#### REQUIRED ACTIONS:
1. In the piece on invasive species, shorten the paragraph that begins "But let's switch gears" and keep its main facts.
2. Carry the piece on invasive species forward from its final sentence.

#### PROVIDED PASSAGE:

[Start of Attachment]

But it now occupies over eight million acres of the Southeast and its native antagonist, a relative to stink bugs, wasn't found in the United States until 2009.

The Kudzu bug

Now it's here, first discovered on the exterior of homes in northeast Georgia, but spreading rapidly to sixty Georgia counties, parts of the Carolinas and Tennesee. Megacopta cribaria, kudzu bugs, are small (4-6 mm long), olive-green and when crushed or disturbed, produce a "mildy offensive" odor. They also munch kudzu effectively with estimates of up to a third of the current infestation being eaten over the next decade. Unfortunately, perhaps inevitably, they like soybeans as well; perhaps the next step is to import the wasp that eats their eggs in Japan.

But then what...


Great tongue-in-cheek article on growing kudzu: 32nd Annual Blythewood Kudzu Festival Kudzu Growing Tips


A gastronomic slant on invasive species

Tuesday, July 12th, 2011

So that's a lionfish

I normally think of invasive species as plants that are non-indigenous, kudzu comes to mind. Actually, in our Colorado garden areas, a plant called bindweed invades and takes over unless we are diligent about weeding. When I Googled it, I found it did indeed meet the definition more commonly used, a plant or animal imported from another country or continent (in bindweed's case Eurasia), sometimes for seemingly logical reasons (e.g., as an ornamental or to control another species regarded as a pest).

But let's switch gears. There was an article in The New York Times on July 10, 2011 that caught my attention. Its title was "Answer for Invasive Species: Put It on a Plate and Eat It," and it began with a photo of a flamboyant fish, the lionfish. That led me to the website for Food and Water Watch, a non-profit, independent organization with an impressive and eclectic Board of Directors and a mission to ensure the food, water and fish we consume are safe, accessible and sustainably produced.

[End of Attachment]

#### DATASET:

[Start of Attachment]

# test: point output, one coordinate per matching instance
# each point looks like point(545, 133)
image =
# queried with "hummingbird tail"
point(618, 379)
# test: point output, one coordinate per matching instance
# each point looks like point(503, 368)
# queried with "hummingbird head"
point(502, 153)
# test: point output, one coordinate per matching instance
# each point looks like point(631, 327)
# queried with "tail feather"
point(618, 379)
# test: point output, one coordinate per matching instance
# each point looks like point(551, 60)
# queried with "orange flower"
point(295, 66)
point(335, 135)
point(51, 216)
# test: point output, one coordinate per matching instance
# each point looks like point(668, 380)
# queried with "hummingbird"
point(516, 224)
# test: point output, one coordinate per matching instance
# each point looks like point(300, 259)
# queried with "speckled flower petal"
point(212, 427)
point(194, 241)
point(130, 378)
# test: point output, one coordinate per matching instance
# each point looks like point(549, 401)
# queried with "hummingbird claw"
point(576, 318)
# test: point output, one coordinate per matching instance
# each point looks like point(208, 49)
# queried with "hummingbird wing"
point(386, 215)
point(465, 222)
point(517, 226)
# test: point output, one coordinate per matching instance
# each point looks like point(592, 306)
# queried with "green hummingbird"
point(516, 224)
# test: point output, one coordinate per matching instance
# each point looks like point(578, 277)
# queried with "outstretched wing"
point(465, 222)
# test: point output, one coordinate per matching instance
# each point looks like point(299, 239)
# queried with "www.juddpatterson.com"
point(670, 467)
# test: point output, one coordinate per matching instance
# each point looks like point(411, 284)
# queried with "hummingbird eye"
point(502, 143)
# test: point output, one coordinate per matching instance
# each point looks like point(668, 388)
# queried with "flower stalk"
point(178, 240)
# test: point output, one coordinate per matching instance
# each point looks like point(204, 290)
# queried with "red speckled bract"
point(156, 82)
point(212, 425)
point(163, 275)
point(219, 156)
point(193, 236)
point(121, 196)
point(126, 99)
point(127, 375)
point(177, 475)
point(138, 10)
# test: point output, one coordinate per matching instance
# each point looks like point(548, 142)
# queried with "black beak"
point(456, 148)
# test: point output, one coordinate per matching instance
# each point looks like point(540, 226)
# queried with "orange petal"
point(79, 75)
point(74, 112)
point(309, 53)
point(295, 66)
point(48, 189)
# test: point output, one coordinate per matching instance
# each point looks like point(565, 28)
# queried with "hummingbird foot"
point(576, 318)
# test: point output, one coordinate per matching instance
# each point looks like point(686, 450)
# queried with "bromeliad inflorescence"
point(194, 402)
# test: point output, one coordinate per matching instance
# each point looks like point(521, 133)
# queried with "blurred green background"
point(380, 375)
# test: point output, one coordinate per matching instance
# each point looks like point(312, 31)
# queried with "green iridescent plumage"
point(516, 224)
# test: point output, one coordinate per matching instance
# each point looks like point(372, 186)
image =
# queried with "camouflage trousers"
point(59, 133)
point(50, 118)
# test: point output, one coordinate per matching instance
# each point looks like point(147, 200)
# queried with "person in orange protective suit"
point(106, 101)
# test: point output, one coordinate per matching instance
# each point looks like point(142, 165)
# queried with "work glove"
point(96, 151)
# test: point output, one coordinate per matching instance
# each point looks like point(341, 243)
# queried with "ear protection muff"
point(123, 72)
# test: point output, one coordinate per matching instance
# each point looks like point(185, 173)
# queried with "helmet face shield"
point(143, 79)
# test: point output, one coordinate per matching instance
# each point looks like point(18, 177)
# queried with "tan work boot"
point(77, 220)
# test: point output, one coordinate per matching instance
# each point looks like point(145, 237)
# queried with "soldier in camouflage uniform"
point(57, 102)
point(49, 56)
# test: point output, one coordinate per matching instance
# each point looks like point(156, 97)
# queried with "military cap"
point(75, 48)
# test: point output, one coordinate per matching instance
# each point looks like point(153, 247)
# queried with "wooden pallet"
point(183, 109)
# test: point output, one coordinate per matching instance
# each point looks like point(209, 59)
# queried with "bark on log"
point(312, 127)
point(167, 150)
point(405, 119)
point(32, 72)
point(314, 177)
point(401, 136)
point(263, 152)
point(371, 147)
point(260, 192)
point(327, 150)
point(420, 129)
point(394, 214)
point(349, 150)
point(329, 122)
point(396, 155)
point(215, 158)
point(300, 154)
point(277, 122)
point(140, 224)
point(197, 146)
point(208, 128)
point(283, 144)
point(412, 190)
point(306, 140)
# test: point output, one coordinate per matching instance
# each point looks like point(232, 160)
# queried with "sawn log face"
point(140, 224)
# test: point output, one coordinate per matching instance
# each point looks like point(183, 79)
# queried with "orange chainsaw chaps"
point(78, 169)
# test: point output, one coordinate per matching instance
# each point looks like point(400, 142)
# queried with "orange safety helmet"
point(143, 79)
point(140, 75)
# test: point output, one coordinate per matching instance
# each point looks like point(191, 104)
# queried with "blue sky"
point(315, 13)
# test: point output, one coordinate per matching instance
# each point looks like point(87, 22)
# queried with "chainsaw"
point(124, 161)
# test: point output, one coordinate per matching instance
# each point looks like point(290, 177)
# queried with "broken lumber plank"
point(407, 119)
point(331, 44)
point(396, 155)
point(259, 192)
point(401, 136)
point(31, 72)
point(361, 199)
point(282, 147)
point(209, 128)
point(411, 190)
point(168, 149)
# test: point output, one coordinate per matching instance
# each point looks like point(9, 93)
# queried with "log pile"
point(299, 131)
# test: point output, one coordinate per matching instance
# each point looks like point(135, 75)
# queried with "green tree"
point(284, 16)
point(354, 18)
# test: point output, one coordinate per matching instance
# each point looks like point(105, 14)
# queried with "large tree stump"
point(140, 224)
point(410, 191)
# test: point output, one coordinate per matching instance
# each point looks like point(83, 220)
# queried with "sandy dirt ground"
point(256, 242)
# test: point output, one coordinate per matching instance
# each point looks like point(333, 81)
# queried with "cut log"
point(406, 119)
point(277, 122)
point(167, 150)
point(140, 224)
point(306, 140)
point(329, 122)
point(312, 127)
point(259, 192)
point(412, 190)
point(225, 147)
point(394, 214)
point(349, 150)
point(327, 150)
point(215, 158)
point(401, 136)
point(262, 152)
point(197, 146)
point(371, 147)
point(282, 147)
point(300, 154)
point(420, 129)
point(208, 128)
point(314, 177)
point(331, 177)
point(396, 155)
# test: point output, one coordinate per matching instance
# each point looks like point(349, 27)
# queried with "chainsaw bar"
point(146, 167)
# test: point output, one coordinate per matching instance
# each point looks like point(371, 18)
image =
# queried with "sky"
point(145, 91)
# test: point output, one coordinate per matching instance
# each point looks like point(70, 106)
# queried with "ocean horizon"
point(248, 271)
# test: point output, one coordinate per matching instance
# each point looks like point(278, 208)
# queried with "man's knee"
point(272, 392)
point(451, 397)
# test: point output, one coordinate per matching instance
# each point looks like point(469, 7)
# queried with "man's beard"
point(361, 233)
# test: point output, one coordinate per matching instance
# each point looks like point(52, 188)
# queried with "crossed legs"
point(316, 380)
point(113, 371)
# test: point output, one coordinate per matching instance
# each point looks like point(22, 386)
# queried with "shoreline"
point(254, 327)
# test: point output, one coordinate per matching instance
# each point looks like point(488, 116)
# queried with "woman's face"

[End of Attachment]

#### RESPONSES IN ORDER:
1. A New York Times article from July 10, 2011, "Answer for Invasive Species: Put It on a Plate and Eat It," opened with a photo of a lionfish. It led the writer to the website of Food and Water Watch. That non-profit, independent group has an eclectic board. Its mission is to make sure the food, water and fish we consume are safe, accessible and sustainably produced.

2.
Their 2011 Smart Seafood Guide now has "Recommended Invasive Species" Many of these, once introduced into a new habitat, have no natural predators, so the suggestion is that we fill that niche. For instance we could eat the lionfish, which, according to the NYT article, is devastating reef fish, both in the Caribbean and coastally, off Florida. But caught by spearfishing and braised in brown butter sauce, lionfish tastes wonderful.

The Nature Conservancy sponsored a lionfish food fair a year ago, paying local fisherfolk $11 a pound for the pesty fish. The fritters made from this invasive species went over well with the crowd. There was concern with lionfish, as with many other species, about the possibility of toxins from microbes, so selective fishing from "clean" areas was necessary.

The Smart Seafood Guide I downloaded from Food and Water Watch lists eight other species as potential menu items. Asian carp, which are not bottom feeders, are caught with nets of several kinds or even on hook and line. They've spread from the Southeast through floods and are moving toward the great Lakes. They eat plankton in amounts out of proportion to their size and thus compete with native fishes. They're a bony fish and a NYC chef, the James Beard Foundation and Food and Water Watch have combined in an effort to develop recipes for these and others of the unwanted species.

The Beard Foundation's VP noted that we've gone from weeding out some plant species to regarding them as delicacies; perhaps we can do the same with our Asian crabs, Asian carp, lionfish, Asian swamp eels, Chinese mitten crabs, European green crabs, rusty crayfish, walking catfish (able to live out of water for short periods and move short distances on land), and two species of tilapia.

spearfishing is the way to catch lionfish

There are a number of other avenues being explored to control these critters and we'll also need to prevent their deliberate further spread once the profit motivation comes into play.